Begin SUPPLIED ENTRIES
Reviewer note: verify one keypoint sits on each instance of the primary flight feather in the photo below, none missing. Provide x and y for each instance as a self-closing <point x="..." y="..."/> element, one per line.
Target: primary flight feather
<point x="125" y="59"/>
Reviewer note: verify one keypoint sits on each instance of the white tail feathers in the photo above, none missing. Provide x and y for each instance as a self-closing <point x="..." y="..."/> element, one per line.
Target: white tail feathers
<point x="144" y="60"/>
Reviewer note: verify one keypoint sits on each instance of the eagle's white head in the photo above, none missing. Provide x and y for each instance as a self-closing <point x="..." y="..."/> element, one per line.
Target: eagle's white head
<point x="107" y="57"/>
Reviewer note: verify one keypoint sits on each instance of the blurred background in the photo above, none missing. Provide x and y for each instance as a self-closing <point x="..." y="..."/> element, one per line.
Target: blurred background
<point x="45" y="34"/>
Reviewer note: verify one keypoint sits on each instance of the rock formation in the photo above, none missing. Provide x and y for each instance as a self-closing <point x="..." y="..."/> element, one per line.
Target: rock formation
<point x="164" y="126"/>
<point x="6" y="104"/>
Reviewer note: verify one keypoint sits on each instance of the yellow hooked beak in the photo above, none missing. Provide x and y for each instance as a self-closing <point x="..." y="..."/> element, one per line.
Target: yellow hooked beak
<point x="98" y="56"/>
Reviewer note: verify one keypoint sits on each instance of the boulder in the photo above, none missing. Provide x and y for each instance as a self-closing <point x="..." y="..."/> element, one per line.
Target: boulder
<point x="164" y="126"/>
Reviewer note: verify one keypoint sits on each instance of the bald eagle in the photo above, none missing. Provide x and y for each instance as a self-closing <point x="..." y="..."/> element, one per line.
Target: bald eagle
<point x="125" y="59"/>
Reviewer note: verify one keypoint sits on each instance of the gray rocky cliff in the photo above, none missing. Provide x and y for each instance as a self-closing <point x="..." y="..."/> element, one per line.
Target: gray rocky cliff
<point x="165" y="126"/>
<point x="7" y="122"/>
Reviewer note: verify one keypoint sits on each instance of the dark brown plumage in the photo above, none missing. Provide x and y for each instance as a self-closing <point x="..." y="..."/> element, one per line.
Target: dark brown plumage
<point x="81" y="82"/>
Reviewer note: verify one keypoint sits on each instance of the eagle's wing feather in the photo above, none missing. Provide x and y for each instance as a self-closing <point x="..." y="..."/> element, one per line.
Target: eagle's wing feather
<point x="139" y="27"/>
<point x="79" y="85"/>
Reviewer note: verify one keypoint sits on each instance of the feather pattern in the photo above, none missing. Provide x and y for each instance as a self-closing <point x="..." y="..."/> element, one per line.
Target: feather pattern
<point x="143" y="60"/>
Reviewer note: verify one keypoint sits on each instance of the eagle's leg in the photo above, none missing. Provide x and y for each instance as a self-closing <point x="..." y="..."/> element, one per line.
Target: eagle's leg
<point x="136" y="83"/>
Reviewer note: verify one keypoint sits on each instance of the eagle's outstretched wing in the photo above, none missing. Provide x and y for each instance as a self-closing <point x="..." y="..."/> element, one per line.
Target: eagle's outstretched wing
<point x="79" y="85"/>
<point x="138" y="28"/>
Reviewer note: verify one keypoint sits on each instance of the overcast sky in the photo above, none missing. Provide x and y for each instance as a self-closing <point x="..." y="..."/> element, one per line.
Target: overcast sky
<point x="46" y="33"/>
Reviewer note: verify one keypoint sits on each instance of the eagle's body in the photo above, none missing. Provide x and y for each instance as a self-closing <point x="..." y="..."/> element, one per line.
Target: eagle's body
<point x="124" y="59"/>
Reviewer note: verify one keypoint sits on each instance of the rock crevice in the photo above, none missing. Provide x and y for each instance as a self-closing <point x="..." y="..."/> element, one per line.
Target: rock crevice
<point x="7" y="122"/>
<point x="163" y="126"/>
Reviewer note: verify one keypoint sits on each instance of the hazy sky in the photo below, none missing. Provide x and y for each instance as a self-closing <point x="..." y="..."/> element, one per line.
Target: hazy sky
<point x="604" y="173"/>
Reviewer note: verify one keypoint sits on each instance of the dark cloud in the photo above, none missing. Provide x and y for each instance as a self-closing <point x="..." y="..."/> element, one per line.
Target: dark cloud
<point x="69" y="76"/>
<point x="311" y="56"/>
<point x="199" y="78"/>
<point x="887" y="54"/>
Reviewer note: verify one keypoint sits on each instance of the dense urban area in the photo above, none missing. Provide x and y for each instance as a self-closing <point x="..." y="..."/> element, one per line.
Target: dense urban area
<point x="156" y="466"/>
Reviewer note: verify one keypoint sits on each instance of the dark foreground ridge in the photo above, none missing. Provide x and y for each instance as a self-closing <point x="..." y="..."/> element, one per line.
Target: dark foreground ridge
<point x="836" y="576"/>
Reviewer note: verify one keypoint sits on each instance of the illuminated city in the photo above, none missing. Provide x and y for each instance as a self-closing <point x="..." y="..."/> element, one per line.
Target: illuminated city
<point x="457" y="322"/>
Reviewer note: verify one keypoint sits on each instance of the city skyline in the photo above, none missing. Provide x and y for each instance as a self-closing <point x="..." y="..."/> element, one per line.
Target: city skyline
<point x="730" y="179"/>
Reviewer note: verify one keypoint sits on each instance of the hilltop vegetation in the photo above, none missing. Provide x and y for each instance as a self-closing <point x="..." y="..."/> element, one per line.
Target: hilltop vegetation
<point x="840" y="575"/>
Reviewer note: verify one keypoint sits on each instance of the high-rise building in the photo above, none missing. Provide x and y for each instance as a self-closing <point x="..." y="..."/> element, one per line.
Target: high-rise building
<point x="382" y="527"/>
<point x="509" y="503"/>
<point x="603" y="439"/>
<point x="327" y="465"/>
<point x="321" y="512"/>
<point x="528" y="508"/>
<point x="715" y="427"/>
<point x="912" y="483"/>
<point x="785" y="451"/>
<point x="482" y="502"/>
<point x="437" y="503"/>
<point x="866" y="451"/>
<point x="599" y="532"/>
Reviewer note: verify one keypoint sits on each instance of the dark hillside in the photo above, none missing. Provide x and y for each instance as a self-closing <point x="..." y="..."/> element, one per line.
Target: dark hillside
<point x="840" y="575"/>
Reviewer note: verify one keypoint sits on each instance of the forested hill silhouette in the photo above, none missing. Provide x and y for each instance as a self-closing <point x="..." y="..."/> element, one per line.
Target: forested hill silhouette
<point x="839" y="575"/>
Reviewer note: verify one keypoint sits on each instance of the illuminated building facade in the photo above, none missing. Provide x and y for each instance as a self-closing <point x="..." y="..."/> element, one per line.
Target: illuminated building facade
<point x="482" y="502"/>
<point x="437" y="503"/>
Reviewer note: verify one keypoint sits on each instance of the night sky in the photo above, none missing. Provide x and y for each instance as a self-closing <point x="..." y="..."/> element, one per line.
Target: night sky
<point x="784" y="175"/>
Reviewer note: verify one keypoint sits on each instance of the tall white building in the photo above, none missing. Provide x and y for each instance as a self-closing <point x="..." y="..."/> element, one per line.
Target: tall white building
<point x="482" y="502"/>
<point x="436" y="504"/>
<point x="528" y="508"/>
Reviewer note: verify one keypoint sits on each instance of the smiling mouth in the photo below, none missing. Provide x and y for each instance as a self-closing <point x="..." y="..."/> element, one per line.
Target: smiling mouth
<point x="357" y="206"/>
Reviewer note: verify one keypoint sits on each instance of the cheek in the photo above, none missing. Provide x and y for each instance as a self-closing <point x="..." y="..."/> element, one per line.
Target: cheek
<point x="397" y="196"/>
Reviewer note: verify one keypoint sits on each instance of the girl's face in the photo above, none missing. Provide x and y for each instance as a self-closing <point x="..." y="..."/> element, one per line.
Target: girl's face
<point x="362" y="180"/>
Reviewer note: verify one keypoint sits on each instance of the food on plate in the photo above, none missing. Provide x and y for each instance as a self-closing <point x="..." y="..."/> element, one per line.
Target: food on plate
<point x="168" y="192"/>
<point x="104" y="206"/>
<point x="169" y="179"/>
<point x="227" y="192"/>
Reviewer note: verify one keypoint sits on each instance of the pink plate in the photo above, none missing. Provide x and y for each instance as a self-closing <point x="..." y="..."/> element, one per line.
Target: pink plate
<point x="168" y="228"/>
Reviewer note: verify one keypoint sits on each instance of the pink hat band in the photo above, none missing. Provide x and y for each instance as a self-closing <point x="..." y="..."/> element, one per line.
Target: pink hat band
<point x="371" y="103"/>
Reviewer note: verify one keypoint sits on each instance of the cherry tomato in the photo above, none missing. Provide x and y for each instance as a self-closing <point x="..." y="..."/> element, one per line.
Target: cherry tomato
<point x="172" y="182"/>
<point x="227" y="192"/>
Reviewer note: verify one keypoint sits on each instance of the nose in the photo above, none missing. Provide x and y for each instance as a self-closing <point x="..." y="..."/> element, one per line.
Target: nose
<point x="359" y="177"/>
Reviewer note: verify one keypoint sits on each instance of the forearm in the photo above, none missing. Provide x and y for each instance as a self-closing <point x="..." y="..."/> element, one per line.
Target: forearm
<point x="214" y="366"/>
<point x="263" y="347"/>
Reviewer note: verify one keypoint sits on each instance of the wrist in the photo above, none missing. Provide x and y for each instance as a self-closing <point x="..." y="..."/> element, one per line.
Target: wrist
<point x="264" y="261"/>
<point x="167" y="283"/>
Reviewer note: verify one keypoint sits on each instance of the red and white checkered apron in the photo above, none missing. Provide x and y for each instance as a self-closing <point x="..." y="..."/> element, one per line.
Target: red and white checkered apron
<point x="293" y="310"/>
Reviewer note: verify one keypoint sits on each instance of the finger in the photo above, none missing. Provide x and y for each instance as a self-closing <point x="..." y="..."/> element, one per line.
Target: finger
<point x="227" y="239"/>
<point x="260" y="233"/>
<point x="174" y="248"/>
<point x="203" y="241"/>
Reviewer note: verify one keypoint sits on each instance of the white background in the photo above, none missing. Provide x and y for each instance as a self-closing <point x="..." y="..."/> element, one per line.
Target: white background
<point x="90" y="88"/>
End SUPPLIED ENTRIES
OBJECTIVE: Transcribe the records above word for word, starting at the very beginning and ending with the line that contains "Target: primary flight feather".

COMPLETED EXERCISE:
Reviewer note: verify one keypoint sits on each instance of the primary flight feather in the photo below, none missing. Provide x and y for each instance as a self-closing <point x="..." y="..."/> element, one per line.
Target: primary flight feather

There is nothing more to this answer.